======== Study material ========

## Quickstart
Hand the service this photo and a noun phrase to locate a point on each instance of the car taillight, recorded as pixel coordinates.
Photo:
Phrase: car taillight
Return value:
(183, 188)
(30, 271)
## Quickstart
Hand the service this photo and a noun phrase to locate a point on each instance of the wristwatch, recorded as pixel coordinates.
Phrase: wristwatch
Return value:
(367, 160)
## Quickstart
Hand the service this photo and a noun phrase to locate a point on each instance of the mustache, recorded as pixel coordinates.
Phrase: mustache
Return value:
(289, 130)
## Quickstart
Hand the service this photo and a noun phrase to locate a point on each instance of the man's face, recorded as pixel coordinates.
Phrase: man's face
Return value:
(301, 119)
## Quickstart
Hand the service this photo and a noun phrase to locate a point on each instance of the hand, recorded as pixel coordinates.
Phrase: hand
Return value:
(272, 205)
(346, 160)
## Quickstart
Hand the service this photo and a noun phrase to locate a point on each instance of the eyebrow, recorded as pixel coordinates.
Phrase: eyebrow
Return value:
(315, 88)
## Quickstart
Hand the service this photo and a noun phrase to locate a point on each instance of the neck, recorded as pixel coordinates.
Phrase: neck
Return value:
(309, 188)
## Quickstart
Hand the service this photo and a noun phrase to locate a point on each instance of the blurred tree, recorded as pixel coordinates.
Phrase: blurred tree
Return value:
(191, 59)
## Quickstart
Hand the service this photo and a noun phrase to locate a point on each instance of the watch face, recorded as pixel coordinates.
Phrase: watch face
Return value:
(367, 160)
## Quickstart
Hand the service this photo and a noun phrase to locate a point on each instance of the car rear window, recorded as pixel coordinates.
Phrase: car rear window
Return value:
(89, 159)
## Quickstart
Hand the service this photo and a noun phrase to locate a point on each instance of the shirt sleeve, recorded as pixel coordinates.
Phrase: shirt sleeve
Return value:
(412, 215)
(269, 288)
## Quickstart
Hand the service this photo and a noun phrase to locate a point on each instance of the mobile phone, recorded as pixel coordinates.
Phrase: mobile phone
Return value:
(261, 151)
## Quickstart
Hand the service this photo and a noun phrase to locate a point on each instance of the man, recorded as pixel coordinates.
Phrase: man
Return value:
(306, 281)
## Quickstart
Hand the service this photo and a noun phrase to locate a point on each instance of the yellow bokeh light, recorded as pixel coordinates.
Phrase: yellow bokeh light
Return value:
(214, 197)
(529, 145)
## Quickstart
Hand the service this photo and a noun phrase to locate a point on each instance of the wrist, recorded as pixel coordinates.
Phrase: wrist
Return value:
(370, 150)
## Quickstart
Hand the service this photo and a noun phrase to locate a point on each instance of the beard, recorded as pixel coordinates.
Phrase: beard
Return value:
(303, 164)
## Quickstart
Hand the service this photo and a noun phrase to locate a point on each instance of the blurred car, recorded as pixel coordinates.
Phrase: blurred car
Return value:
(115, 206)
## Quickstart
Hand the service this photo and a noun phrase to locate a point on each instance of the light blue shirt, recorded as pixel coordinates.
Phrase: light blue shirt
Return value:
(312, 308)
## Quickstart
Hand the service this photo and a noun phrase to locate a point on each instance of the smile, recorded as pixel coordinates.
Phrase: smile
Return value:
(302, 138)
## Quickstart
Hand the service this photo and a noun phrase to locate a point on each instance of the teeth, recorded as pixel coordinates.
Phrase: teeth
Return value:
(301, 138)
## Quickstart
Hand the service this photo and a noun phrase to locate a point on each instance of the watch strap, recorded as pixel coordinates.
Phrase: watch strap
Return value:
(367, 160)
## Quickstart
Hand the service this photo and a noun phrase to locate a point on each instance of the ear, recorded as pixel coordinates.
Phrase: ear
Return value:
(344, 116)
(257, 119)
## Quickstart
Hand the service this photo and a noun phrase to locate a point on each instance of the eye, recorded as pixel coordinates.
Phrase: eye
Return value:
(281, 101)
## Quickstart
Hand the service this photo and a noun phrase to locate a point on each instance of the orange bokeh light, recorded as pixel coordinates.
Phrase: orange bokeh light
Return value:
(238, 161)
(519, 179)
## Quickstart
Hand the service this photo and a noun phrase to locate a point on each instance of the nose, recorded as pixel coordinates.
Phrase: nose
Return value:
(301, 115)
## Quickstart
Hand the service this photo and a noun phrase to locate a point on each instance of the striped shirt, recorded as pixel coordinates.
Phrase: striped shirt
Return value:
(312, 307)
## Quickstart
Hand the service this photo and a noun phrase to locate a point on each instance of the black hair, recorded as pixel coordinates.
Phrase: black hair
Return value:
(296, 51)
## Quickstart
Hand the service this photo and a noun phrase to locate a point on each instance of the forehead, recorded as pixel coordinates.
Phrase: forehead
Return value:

========

[Task] Given the word "yellow", show every line of the records that contains it.

[Response to this exercise]
Hand the service this photo and a noun phrase to locate a point on each instance of the yellow bokeh light, recorded as pixel coordinates.
Phrase: yellow bokeh light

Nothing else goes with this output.